» TASK ITEM A:
Recast the records as a numbered list, from their first line through the line containing "positive clicks: (60, 1874)", leaving out any blank lines.

Chapter 13: You Are Late, Mrs. Tubman… Peace Corps Tales

Welcome to “The Dead Chicken Dance and Other Peace Corps Tales.” I am presently on a two month tour of the Mediterranean and other areas so I thought I would fill my blog space with one of the greatest adventures I have ever undertaken: a two-year tour as a Peace Corps Volunteer in Liberia, West Africa. Every two days I will post a new story in book format.

When I have finished, I will publish the book digitally and in print.

 

Peace Corps Volunteer Phil Weisberg looking serious in Gbarnga, Liberia where he served as a Volunteer 1964-65.

Our life became routine, if you consider living without electricity or running water and parking your butt in a cockroach occupied outhouse as routine.

Morning started with a quick bowl of cereal topped off by a mixture of water and Milkman powder. Drinking the stuff involved an acquired taste I never acquired but fresh milk came with a question mark. Louis Pasteur had not made it to Gbarnga.

Water was equally scary. Amoebic dysentery is a common third world ailment that attacks your intestines with shock and awe. Think of it as Montezuma’s Revenge times ten. Peace Corps provided a ceramic filter and the Peace Corps doctor provided endless warnings. Paranoia ran rampant in our household. We boiled our water for ten minutes and then filtered it, even when it came straight from the rain barrel.

By 8:00 our screen door slammed behind us as we made our daily trek to Massaquoi and teaching. At least I hoped that was what I was doing. Nobody nominated me for teacher of the year but I was feeling less nervous about the job. In Peace Corps, you take your victories where you find them. I liked my students, followed the curriculum and tolerated the subject matter.

“Here comes Jane. She looks mad. Run Dick run.” did not get me excited. Neither did two plus three equals five or “Let’s see if you can print an A.”

On the other hand, the Liberian teachers at our school were getting by with a high school education. Between taking care of their families, illness and ‘don’t want to’ they were often absent. Pay was $40 per month without benefits. Like all government workers, they were required to ‘contribute’ one month of their annual salary to the True Whig Party. In fact, loyalty to the Party was more important than loyalty to the job.

» SUPPLIED ENTRIES:
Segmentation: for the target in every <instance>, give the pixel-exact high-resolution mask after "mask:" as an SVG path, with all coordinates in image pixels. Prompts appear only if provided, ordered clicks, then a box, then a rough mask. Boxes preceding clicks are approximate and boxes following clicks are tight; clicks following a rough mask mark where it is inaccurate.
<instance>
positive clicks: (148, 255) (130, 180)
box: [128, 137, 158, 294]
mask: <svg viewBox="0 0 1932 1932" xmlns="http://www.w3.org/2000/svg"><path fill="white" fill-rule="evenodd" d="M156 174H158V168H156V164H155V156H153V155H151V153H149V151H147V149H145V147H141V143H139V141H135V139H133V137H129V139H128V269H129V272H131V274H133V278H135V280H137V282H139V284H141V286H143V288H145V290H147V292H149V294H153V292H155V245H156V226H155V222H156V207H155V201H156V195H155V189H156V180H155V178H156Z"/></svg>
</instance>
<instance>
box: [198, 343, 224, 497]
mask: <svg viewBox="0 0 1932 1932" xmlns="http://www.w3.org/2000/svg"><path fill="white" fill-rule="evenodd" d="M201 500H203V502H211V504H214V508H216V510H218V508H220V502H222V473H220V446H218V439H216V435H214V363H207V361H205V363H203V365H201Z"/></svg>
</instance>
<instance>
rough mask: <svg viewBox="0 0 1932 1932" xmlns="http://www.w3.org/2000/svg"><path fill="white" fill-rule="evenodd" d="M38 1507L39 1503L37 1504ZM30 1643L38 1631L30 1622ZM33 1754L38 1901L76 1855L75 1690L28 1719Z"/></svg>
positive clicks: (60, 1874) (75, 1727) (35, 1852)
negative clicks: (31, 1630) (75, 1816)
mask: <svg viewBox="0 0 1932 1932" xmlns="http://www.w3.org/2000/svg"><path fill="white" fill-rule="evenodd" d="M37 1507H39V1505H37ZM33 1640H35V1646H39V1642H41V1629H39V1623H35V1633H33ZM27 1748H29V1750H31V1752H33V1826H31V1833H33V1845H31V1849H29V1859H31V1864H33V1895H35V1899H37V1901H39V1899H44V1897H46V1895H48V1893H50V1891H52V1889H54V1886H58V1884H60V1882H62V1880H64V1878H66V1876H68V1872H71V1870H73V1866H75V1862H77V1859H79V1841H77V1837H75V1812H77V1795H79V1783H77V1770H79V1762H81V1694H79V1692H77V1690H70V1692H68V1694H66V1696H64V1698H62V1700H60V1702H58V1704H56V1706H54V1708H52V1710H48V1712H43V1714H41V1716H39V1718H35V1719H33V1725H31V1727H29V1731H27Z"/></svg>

» TASK ITEM B:
Repeat the Peace Corps chapter above in full, word for word.

» PROBLEM SOLUTION A:
1. Segmentation: for the target in every <instance>, give the pixel-exact high-resolution mask after "mask:" as an SVG path, with all coordinates in image pixels. Prompts appear only if provided, ordered clicks, then a box, then a rough mask. Boxes preceding clicks are approximate and boxes following clicks are tight; clicks following a rough mask mark where it is inaccurate.
2. <instance>
3. positive clicks: (148, 255) (130, 180)
4. box: [128, 137, 158, 294]
5. mask: <svg viewBox="0 0 1932 1932" xmlns="http://www.w3.org/2000/svg"><path fill="white" fill-rule="evenodd" d="M156 174H158V168H156V164H155V156H153V155H151V153H149V151H147V149H145V147H141V143H139V141H135V139H133V137H129V139H128V269H129V272H131V274H133V278H135V280H137V282H139V284H141V286H143V288H145V290H147V292H149V294H153V292H155V245H156V226H155V222H156V207H155V201H156V195H155V189H156V180H155V178H156Z"/></svg>
6. </instance>
7. <instance>
8. box: [198, 343, 224, 497]
9. mask: <svg viewBox="0 0 1932 1932" xmlns="http://www.w3.org/2000/svg"><path fill="white" fill-rule="evenodd" d="M201 500H203V502H211V504H214V508H216V510H218V508H220V502H222V473H220V446H218V439H216V435H214V363H207V361H205V363H203V365H201Z"/></svg>
10. </instance>
11. <instance>
12. rough mask: <svg viewBox="0 0 1932 1932" xmlns="http://www.w3.org/2000/svg"><path fill="white" fill-rule="evenodd" d="M38 1507L39 1503L37 1504ZM30 1643L38 1631L30 1622ZM33 1754L38 1901L76 1855L75 1690L28 1719Z"/></svg>
13. positive clicks: (60, 1874) (75, 1727) (35, 1852)

» PROBLEM SOLUTION B:
Chapter 13: You Are Late, Mrs. Tubman… Peace Corps Tales

Welcome to “The Dead Chicken Dance and Other Peace Corps Tales.” I am presently on a two month tour of the Mediterranean and other areas so I thought I would fill my blog space with one of the greatest adventures I have ever undertaken: a two-year tour as a Peace Corps Volunteer in Liberia, West Africa. Every two days I will post a new story in book format.

When I have finished, I will publish the book digitally and in print.

 

Peace Corps Volunteer Phil Weisberg looking serious in Gbarnga, Liberia where he served as a Volunteer 1964-65.

Our life became routine, if you consider living without electricity or running water and parking your butt in a cockroach occupied outhouse as routine.

Morning started with a quick bowl of cereal topped off by a mixture of water and Milkman powder. Drinking the stuff involved an acquired taste I never acquired but fresh milk came with a question mark. Louis Pasteur had not made it to Gbarnga.

Water was equally scary. Amoebic dysentery is a common third world ailment that attacks your intestines with shock and awe. Think of it as Montezuma’s Revenge times ten. Peace Corps provided a ceramic filter and the Peace Corps doctor provided endless warnings. Paranoia ran rampant in our household. We boiled our water for ten minutes and then filtered it, even when it came straight from the rain barrel.

By 8:00 our screen door slammed behind us as we made our daily trek to Massaquoi and teaching. At least I hoped that was what I was doing. Nobody nominated me for teacher of the year but I was feeling less nervous about the job. In Peace Corps, you take your victories where you find them. I liked my students, followed the curriculum and tolerated the subject matter.

“Here comes Jane. She looks mad. Run Dick run.” did not get me excited. Neither did two plus three equals five or “Let’s see if you can print an A.”

On the other hand, the Liberian teachers at our school were getting by with a high school education. Between taking care of their families, illness and ‘don’t want to’ they were often absent. Pay was $40 per month without benefits. Like all government workers, they were required to ‘contribute’ one month of their annual salary to the True Whig Party. In fact, loyalty to the Party was more important than loyalty to the job.